● **Exercise goal**:
Arrange every one of the lines below as a two-column CSV with the headers input and output. Give one row per line, with its text under input and its answer under output, each in a single quoted field with line breaks replaced by spaces, and leave the pictures out.

─── Records for this exercise ───

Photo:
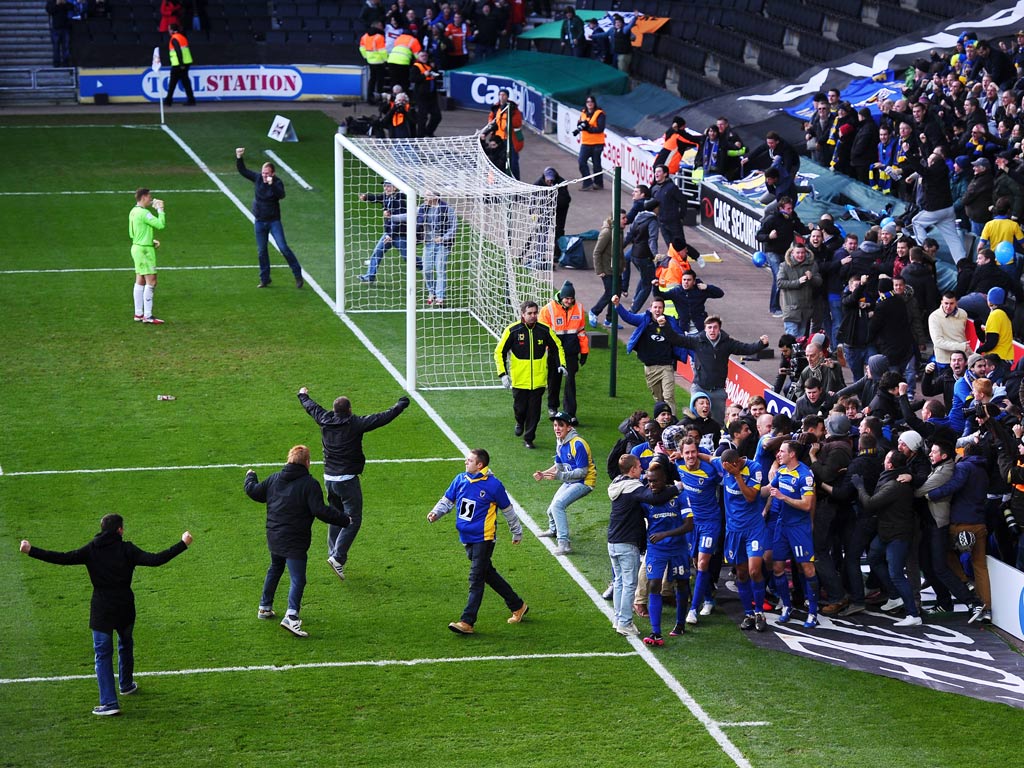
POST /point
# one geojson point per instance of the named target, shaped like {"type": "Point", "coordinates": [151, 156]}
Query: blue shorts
{"type": "Point", "coordinates": [708, 538]}
{"type": "Point", "coordinates": [796, 542]}
{"type": "Point", "coordinates": [677, 562]}
{"type": "Point", "coordinates": [750, 542]}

───

● **Result for this exercise**:
input,output
"Photo: POST /point # one geojson point per instance of the named target, shaped like {""type"": ""Point"", ""coordinates"": [151, 156]} Query: blue shorts","{""type"": ""Point"", ""coordinates"": [708, 538]} {""type"": ""Point"", ""coordinates"": [796, 542]} {""type"": ""Point"", ""coordinates"": [677, 562]} {""type"": ""Point"", ""coordinates"": [750, 542]}"